# [Raw records]
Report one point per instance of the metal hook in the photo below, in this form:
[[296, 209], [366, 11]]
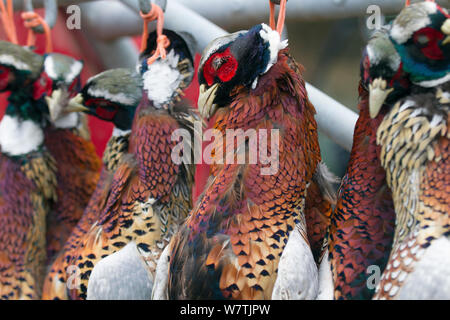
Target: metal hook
[[51, 12], [146, 5]]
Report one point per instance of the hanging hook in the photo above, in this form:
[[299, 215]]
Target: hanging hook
[[7, 16], [146, 6], [281, 15], [154, 12], [36, 24]]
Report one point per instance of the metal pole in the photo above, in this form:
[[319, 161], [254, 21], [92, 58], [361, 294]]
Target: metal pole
[[235, 12], [106, 22]]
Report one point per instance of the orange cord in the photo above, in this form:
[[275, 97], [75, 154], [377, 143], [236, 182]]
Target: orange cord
[[281, 16], [162, 41], [272, 15], [8, 21], [32, 19], [11, 19]]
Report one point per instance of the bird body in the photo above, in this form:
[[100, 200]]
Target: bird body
[[414, 141], [109, 88], [67, 138], [241, 234], [27, 177], [150, 194], [362, 225], [415, 154]]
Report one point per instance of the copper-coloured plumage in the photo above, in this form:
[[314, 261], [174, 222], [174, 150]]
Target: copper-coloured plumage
[[231, 244]]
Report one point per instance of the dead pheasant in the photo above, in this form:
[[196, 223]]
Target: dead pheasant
[[113, 96]]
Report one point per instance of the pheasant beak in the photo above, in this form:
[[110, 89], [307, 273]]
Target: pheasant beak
[[377, 95], [76, 104], [205, 100], [55, 104], [446, 30]]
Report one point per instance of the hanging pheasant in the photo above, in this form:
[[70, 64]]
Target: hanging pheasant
[[362, 226], [27, 176], [414, 140], [112, 96], [67, 137], [150, 194], [246, 238]]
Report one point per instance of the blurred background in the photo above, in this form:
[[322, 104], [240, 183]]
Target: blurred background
[[326, 36]]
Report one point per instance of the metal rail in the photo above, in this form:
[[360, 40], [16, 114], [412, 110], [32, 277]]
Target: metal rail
[[107, 23]]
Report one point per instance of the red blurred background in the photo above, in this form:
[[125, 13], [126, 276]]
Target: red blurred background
[[73, 43]]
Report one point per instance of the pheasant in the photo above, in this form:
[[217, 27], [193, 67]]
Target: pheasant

# [Task brief]
Turn every line of the entries above into a JSON list of strings, one string per line, skipping blank lines and leaving out the pictures.

# [Expected answer]
[
  "Report one point per instance of the metal hook in the photo below, in this form:",
  "[[296, 209], [366, 11]]",
  "Target: metal hook",
  "[[51, 12], [146, 5]]",
  "Report one point per instance of the hanging hook in the photo above, in this form:",
  "[[299, 215]]",
  "Target: hanging hook",
  "[[7, 16], [146, 6], [281, 15], [154, 12], [36, 24]]",
  "Report one point per instance of the metal pole in the photo above, in this form:",
  "[[319, 161], [254, 21], [92, 58], [361, 294]]",
  "Target: metal pole",
  "[[235, 12], [106, 22]]",
  "Report one point per instance of the orange cord in the photo above, in this form:",
  "[[275, 97], [75, 154], [377, 143], [236, 182]]",
  "Target: orange cord",
  "[[281, 16], [162, 41], [272, 15], [8, 21], [32, 19], [11, 19]]",
  "Report one point per instance of the bird body in the photo above, in this form:",
  "[[100, 200]]",
  "Target: bird body",
  "[[414, 141], [109, 88], [67, 138], [241, 234], [27, 177], [150, 194], [362, 225], [415, 154]]",
  "Report one point per instance of the copper-coloured plumage in the photo above, in this form:",
  "[[314, 261], [174, 222], [174, 150]]",
  "Target: copper-coloured plumage",
  "[[231, 244]]",
  "Report one point per instance of the dead pheasant in the photo above, in this form:",
  "[[196, 223]]",
  "Target: dead pheasant",
  "[[113, 96]]",
  "Report one point per instance of the pheasant beak in the photo above, in this form:",
  "[[110, 89], [307, 273]]",
  "Target: pheasant beak",
  "[[377, 95], [76, 104], [205, 100], [55, 104], [446, 30]]",
  "Report one point per instance of the hanging pheasant in the photo above, in this form:",
  "[[70, 64]]",
  "Target: hanging pheasant",
  "[[362, 226], [27, 176], [414, 140], [112, 96], [67, 137], [150, 194], [246, 238]]",
  "Report one point per instance of the blurred background in the photo above, in this form:",
  "[[322, 104], [240, 183]]",
  "Target: blurred background",
  "[[326, 36]]",
  "Report one point per instance of the metal rail in the photo above, in this form:",
  "[[360, 40], [16, 114], [412, 110], [32, 277]]",
  "Target: metal rail",
  "[[107, 23]]",
  "Report one point per instance of the red blurred background in the photo above, in this form:",
  "[[125, 13], [126, 276]]",
  "Target: red blurred background",
  "[[73, 43]]",
  "Report one point per instance of the pheasant in the photo above, in this form:",
  "[[217, 27], [193, 67]]",
  "Target: pheasant"
]